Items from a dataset
----------------------------------------
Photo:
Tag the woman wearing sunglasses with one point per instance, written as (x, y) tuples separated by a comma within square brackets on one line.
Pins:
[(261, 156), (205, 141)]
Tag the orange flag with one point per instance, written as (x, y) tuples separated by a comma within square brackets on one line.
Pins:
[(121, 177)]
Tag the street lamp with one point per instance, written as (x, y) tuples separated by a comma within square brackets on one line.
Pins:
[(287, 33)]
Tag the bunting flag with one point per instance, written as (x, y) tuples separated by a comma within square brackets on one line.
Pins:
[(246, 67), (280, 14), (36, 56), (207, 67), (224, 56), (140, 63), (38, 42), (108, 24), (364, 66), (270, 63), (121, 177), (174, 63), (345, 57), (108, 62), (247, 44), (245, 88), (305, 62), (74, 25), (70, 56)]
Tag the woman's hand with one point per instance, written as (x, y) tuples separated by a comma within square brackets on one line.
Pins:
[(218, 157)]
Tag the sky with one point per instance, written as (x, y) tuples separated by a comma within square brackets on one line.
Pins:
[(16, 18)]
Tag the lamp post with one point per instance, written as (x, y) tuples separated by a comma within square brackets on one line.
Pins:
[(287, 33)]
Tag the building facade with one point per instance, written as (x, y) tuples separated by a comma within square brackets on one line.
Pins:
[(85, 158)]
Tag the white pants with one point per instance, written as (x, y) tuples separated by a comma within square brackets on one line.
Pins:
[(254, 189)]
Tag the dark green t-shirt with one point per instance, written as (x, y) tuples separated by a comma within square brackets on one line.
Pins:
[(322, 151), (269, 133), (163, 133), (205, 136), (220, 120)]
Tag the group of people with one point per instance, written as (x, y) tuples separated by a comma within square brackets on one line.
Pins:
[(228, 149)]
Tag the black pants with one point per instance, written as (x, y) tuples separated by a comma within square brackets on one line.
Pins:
----------------------------------------
• [Objective] Copy all the rows above word for word, with nothing changed.

• [Response]
Photo:
Tag the woman wearing sunglasses with one point per instance, written as (x, y) tuples separated by a comma within square brackets on one line.
Pins:
[(261, 156), (205, 141)]
Tag the orange flag with one point per instance, written as (x, y) tuples separated by a comma within square brackets on one line.
Pins:
[(121, 177)]
Tag the street lamp with one point per instance, written as (x, y) tuples separated by a comma within square brackets on one line.
Pins:
[(287, 33)]
Tag the bunting flag with one point per instance, written as (x, y) tuples separated by a comma within square brackets on one line.
Pins:
[(246, 67), (280, 14), (36, 56), (207, 67), (224, 56), (140, 63), (38, 42), (108, 24), (364, 66), (270, 63), (121, 177), (174, 63), (345, 57), (108, 62), (247, 44), (245, 88), (305, 62), (74, 25), (70, 56)]
Tag the woman's hand with one point per instance, written as (x, y) tuples separated by a comma within square brackets on one line.
Pins:
[(218, 157)]
Tag the sky with one point per instance, written as (x, y) tuples separated by a comma within square brackets on one line.
Pins:
[(16, 18)]
Tag the lamp post with one point per instance, written as (x, y) tuples separated by a comma within square brackets on one line.
Pins:
[(287, 33)]
Tag the building facade with one point per instance, written as (x, y) tuples separated by a comma within square brackets on one line.
Pins:
[(85, 158)]
Tag the white pants with one point per instance, written as (x, y) tuples separated by a comma within square brackets on one line.
Pins:
[(254, 189)]
Tag the dark green t-shirt with one point per instance, written as (x, y) tuples separated by a comma within square brackets on one line.
Pins:
[(322, 151), (269, 133), (163, 133), (205, 136), (220, 120)]
Tag the group of people with one point per instance, written as (x, y) tuples separated by a comma within square brackets on one line.
Pins:
[(228, 149)]
Tag the black pants with one point per instance, written as (x, y) tuples separated by a comma within square brackets on one line.
Pins:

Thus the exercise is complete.